Red flags in plans to raise cash transfers
Kenyan currency. PHOTO/Courtesy

Plans to raise the threshold for reporting large cash transactions by 50 per cent to $15,000 (Sh2.1 million) is a two-edged sword which will open a can of worms over the integrity of financial transactions.

Loosening the grip to scrutiny within the financial system, after President William Ruto’s Cabinet approved amendments to the law, gives customers the power not to disclose sources of revenue below Sh2.1 million.

What this means is that the new mandatory figure to be reported to the Financial Reporting Centre (FRC) increases from Sh1.41 million to Sh2.1 million.

In taking a stand against the proposed move, Kenya Bankers Association (KBA) is saying that increasing the reporting threshold for large cash transactions will stymie the “know your customer” principle, which emphasises understanding the backgrounds and intentions of clients.

They are cautioning against raising the threshold, leveraging the “know your customer” spirit which implies that banks have been diligent in scrutinising transactions and identifying potential red flags related to money laundering, fraud, and terrorism financing.
+---+
=== Jobs ===
a. In the article on cash transaction reporting, give the passage from "What this means" up to and including "and terrorism financing." again, substituting "limit" for "threshold".
b. Shorten the paragraph of the article on cash transaction reporting that begins "In taking a stand against the proposed move," keeping its main facts.
c. Decide whether each statement agrees with the article on cash transaction reporting, answering yes or no and quoting the deciding words: (i) The new figure to be reported to the Financial Reporting Centre is Sh2.1 million. (ii) The plan would lower the reporting threshold by 50 per cent. (iii) Kenya Bankers Association backs the proposed change.
The listing after this text isn't needed.

[Named object pointing entries]
+---+
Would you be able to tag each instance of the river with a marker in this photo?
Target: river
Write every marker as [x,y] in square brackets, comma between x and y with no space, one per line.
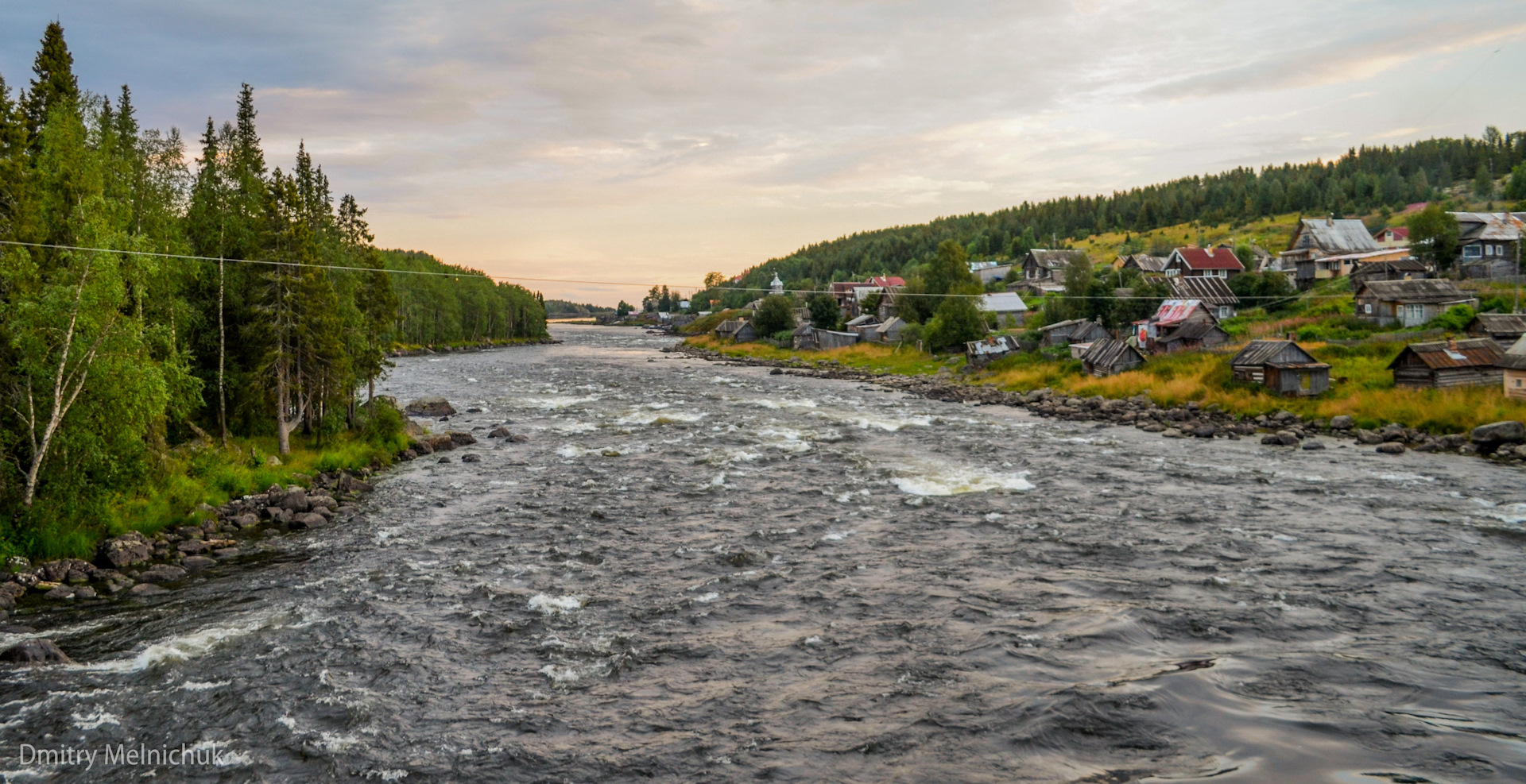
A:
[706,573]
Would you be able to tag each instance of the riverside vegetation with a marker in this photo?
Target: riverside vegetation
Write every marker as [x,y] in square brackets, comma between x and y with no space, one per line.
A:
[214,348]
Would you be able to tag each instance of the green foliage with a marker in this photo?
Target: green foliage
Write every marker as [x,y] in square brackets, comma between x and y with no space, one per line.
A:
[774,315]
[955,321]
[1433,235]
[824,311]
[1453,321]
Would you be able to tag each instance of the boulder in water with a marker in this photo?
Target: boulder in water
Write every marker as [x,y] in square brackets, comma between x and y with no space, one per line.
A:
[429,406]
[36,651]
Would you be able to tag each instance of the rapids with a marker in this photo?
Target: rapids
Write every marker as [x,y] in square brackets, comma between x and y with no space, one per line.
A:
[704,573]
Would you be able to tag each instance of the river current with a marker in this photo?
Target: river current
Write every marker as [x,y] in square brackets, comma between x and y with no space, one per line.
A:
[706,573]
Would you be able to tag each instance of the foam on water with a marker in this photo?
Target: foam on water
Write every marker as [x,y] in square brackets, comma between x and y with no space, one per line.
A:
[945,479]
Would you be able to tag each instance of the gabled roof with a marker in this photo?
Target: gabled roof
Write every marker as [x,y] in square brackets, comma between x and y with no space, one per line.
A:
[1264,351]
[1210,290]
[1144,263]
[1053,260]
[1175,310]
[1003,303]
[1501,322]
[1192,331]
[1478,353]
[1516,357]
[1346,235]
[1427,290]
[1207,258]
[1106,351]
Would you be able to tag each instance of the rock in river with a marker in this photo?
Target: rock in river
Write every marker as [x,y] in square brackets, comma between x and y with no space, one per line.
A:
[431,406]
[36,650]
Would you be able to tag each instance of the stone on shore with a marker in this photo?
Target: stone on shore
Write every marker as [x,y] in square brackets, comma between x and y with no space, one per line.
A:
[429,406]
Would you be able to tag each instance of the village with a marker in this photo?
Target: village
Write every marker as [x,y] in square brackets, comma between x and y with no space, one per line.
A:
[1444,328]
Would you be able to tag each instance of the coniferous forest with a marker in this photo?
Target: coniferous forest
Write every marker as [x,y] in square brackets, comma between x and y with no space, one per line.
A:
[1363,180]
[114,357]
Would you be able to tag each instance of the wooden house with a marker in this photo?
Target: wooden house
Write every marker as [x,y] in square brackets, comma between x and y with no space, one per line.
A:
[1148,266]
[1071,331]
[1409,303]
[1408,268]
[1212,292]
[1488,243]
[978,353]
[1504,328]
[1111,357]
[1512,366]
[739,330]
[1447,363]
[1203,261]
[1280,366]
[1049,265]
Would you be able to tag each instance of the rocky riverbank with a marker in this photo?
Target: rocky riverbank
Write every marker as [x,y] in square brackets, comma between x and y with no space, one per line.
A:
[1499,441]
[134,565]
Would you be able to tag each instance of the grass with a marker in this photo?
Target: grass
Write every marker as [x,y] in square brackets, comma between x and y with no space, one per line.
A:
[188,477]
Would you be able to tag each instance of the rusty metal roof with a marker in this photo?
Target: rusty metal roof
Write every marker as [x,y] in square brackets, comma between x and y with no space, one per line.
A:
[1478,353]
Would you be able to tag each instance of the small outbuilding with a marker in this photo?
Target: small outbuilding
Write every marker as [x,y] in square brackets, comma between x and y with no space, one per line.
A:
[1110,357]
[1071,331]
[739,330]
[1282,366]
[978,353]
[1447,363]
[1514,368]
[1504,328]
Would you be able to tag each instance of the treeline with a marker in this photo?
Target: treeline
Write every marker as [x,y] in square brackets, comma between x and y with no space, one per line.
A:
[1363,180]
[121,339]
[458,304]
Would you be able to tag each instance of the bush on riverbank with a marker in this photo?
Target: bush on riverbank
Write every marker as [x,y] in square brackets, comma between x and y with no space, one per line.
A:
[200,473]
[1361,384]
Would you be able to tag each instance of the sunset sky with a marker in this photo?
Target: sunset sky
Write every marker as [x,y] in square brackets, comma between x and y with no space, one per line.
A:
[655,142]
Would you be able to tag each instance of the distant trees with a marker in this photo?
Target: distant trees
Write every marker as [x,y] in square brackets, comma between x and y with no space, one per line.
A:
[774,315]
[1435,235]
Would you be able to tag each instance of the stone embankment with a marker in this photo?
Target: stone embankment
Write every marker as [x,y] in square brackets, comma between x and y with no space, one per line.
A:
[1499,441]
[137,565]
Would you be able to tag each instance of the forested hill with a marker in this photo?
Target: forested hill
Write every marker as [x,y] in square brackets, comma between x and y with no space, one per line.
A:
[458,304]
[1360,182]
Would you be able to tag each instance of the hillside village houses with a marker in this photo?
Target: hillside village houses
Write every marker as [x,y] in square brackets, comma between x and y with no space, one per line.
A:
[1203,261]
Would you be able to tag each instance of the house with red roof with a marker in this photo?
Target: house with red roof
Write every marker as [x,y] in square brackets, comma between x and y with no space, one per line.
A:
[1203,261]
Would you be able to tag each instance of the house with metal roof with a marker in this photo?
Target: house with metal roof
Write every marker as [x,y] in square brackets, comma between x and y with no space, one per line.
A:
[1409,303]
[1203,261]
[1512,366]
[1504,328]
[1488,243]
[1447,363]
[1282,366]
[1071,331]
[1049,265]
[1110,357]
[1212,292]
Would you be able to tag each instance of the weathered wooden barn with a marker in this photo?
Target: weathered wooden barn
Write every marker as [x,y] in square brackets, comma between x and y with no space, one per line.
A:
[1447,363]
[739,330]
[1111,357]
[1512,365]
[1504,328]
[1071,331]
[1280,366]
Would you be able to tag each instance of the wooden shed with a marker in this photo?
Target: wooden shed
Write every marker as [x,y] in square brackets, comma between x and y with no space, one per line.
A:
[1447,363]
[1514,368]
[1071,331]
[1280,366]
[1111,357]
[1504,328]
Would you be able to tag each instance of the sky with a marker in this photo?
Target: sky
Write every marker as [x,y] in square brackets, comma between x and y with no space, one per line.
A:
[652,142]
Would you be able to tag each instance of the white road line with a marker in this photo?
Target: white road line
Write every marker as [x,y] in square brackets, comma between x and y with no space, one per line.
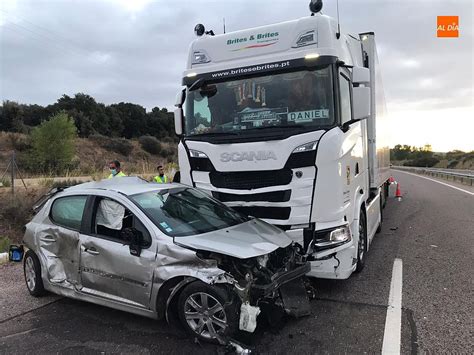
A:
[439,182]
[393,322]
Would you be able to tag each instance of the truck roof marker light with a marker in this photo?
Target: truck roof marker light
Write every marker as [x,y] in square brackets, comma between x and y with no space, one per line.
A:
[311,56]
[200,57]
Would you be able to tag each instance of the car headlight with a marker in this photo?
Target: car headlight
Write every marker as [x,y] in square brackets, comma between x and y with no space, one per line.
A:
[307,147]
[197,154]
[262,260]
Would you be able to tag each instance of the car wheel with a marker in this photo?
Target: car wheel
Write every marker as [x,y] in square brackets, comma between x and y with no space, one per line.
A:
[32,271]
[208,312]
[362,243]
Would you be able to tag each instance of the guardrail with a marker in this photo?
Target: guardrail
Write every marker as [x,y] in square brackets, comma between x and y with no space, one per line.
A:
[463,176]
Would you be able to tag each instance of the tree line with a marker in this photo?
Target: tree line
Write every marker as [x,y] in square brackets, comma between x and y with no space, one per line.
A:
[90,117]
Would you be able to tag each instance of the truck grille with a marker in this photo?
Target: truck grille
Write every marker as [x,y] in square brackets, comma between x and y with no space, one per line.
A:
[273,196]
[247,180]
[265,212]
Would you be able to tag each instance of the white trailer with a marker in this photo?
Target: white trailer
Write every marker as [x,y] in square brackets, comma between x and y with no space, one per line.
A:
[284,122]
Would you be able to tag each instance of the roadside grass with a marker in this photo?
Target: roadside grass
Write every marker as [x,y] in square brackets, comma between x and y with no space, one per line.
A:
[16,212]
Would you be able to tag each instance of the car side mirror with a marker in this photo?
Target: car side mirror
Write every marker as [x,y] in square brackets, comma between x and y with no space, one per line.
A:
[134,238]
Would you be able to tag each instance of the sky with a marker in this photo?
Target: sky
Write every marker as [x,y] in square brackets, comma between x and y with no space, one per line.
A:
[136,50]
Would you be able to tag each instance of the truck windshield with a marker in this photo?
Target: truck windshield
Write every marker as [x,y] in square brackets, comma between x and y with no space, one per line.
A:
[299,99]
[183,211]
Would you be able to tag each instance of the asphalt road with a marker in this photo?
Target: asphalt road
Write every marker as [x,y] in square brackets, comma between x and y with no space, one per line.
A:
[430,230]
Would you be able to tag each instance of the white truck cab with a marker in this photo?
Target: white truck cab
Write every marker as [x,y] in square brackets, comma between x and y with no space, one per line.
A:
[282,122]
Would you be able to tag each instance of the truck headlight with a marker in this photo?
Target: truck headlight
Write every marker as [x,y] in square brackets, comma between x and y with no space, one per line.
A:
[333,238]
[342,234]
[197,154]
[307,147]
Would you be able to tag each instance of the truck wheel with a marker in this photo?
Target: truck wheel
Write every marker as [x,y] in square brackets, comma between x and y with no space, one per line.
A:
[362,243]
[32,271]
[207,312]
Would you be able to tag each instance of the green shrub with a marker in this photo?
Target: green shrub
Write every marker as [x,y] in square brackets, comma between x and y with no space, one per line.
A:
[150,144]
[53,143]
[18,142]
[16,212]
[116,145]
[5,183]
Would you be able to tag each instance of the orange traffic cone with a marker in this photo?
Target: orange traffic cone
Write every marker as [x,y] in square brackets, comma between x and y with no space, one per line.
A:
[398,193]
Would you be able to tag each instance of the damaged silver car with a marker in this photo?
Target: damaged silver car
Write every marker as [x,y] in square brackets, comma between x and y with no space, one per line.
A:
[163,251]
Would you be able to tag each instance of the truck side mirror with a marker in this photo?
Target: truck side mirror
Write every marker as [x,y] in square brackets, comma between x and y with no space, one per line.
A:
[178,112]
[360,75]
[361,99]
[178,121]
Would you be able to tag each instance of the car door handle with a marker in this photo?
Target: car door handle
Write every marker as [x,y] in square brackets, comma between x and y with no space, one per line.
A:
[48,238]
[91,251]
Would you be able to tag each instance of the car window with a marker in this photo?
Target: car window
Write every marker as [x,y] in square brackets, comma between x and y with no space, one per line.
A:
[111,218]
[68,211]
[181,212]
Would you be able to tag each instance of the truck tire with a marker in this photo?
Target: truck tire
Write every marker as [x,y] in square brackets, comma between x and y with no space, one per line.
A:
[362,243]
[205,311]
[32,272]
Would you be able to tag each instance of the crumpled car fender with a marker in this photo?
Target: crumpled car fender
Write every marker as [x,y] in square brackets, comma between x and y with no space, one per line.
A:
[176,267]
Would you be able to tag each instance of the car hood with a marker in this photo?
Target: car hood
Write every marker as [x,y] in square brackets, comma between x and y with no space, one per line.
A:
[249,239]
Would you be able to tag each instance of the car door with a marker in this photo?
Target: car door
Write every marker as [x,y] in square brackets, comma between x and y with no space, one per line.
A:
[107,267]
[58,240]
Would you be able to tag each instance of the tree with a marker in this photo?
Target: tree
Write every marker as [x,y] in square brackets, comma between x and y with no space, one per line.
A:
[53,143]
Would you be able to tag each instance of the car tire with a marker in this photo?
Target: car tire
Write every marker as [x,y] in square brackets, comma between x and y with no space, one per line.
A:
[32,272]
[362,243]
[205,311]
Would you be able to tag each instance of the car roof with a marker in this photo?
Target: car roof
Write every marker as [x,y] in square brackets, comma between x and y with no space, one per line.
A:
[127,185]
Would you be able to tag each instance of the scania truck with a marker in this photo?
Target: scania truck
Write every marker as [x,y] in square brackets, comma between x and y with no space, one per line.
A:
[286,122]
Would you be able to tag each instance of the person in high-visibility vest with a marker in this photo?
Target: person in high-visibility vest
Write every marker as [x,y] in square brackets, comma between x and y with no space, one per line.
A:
+---+
=== Solution set ===
a.
What this means is that the new mandatory figure to be reported to the Financial Reporting Centre (FRC) increases from Sh1.41 million to Sh2.1 million.

In taking a stand against the proposed move, Kenya Bankers Association (KBA) is saying that increasing the reporting limit for large cash transactions will stymie the “know your customer” principle, which emphasises understanding the backgrounds and intentions of clients.

They are cautioning against raising the limit, leveraging the “know your customer” spirit which implies that banks have been diligent in scrutinising transactions and identifying potential red flags related to money laundering, fraud, and terrorism financing.

b. Kenya Bankers Association (KBA) opposes the proposal, warning that a higher reporting threshold for large cash transactions would stymie the "know your customer" principle of understanding clients' backgrounds and intentions.

c.
(i) Yes: "increases from Sh1.41 million to Sh2.1 million"
(ii) No: "Plans to raise the threshold for reporting large cash transactions by 50 per cent"
(iii) No: "In taking a stand against the proposed move, Kenya Bankers Association (KBA)"